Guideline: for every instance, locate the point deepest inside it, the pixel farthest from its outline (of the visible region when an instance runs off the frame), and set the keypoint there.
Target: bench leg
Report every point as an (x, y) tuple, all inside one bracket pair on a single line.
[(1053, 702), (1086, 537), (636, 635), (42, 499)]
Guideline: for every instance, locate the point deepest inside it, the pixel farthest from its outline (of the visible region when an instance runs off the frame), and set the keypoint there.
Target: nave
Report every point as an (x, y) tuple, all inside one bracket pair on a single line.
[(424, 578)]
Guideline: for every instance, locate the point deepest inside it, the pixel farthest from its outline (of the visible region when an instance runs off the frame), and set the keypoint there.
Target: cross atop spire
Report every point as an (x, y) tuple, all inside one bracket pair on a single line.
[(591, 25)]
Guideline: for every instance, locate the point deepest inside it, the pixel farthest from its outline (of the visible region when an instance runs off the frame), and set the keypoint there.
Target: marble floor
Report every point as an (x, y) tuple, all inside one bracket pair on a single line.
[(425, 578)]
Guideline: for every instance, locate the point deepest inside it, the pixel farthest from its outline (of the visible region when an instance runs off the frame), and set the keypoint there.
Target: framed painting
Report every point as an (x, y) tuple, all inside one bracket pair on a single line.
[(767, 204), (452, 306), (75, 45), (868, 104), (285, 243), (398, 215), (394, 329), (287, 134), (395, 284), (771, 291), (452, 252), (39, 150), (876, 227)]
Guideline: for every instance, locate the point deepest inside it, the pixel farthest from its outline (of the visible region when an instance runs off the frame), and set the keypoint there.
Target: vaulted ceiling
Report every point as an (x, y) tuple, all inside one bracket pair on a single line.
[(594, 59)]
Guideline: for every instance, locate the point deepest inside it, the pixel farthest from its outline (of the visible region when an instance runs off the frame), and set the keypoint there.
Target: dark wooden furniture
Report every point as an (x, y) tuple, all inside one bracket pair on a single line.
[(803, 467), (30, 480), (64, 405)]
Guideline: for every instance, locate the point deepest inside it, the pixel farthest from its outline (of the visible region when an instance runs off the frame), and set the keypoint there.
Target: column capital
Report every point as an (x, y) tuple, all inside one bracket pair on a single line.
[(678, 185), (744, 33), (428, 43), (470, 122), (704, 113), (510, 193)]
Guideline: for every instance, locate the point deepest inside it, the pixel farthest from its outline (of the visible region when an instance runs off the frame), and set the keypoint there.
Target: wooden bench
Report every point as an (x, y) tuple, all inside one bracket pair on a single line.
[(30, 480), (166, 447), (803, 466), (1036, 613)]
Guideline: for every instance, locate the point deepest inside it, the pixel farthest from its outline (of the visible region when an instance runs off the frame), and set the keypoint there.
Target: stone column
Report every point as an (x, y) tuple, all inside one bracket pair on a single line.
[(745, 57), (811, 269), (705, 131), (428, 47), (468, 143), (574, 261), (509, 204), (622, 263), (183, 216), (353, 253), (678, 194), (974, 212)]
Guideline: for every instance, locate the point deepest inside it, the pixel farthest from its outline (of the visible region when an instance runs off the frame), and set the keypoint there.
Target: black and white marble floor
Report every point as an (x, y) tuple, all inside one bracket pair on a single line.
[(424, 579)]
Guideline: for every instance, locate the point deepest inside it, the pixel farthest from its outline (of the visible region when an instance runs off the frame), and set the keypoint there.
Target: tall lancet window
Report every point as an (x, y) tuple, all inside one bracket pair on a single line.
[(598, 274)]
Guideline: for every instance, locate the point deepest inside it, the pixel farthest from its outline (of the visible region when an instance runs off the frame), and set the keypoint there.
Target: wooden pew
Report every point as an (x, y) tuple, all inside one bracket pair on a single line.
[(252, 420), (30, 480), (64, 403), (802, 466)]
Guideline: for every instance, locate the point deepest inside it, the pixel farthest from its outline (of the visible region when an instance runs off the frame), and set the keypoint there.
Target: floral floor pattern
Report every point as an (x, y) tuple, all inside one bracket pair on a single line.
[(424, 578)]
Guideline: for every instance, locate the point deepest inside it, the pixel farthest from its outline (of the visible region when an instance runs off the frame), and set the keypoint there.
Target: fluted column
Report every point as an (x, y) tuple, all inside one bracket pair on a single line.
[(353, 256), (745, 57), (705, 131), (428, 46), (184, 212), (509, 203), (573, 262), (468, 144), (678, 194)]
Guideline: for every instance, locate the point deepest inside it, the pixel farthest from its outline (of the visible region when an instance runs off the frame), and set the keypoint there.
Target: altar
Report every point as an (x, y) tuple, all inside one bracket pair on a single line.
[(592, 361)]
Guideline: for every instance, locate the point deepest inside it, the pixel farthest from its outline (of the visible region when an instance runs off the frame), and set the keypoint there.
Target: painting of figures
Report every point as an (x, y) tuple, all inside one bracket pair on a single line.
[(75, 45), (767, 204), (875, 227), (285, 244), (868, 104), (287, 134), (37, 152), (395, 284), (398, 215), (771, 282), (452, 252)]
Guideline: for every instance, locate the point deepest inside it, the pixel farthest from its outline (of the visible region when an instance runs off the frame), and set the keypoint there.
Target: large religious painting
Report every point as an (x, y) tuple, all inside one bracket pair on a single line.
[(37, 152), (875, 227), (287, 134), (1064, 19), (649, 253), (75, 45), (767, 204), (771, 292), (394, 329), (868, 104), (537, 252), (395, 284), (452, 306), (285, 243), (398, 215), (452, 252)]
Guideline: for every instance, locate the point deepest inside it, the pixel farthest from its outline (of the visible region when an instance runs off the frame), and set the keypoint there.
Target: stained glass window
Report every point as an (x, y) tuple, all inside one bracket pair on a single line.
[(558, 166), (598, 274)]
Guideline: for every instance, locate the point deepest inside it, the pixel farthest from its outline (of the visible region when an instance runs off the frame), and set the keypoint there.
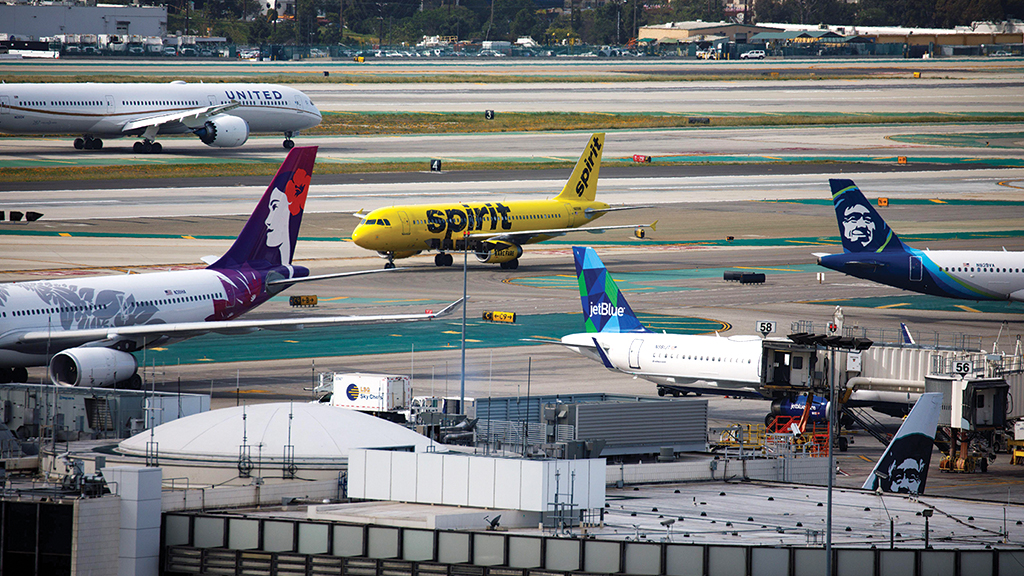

----------

• What is needed: Rewrite the records from the start up to and including the line containing "150), (876, 227)]", keeping the requests unchanged and multiplying every coordinate in the answers by 0.7. Round each result to a whole number, with halves rounded up.

• Answer below:
Guideline: for every instance, locate the point deepest inside it, the pixel farthest from its outline (of the visible region when an instance runs off the frame), and set the keypoint there.
Target: bench leg
Report every point as an (x, y) tuple, all inside one bracket pair on a single line.
[(737, 491), (760, 376), (445, 445), (29, 349)]
Guideline: for every instance, locate the point deepest inside it, the pixel farthest from its outline (of the visible region when an instance runs off the frame), and set the keypoint there.
Target: nave
Report every point as an (x, y) tuple, all inside one bracket pair on a single line.
[(297, 405)]
Guideline: for every instance, locate the point deepest inside it, the pixel farthest from its outline (of the visible region when an instance runs off the frame), and set the keypoint there.
Target: cross atop spire
Report every point as an (x, y) tuple, all inside one bracket pair on a single line.
[(414, 18)]
Guideline: for every instance, locate the point deepest inside it, the pixel farthest from its outline (of the visible region when an instance runs off the frame), and set the keypoint there.
Target: marble floor
Report every point as an (x, y) tuple, all inside one bracket pair on a single line.
[(298, 405)]
Guideline: for every instance, locate the point deepest inside it, the pixel farthest from its outline (of the visible region when an instance runs off the frame), and set the keypoint there.
Target: framed painting
Report every point as an (x, y) tuple, all inside one bracket pair on a single line.
[(537, 143), (316, 214), (53, 32), (608, 73), (200, 170), (279, 151), (276, 230), (201, 94), (277, 199), (540, 204), (316, 176), (27, 105), (613, 159)]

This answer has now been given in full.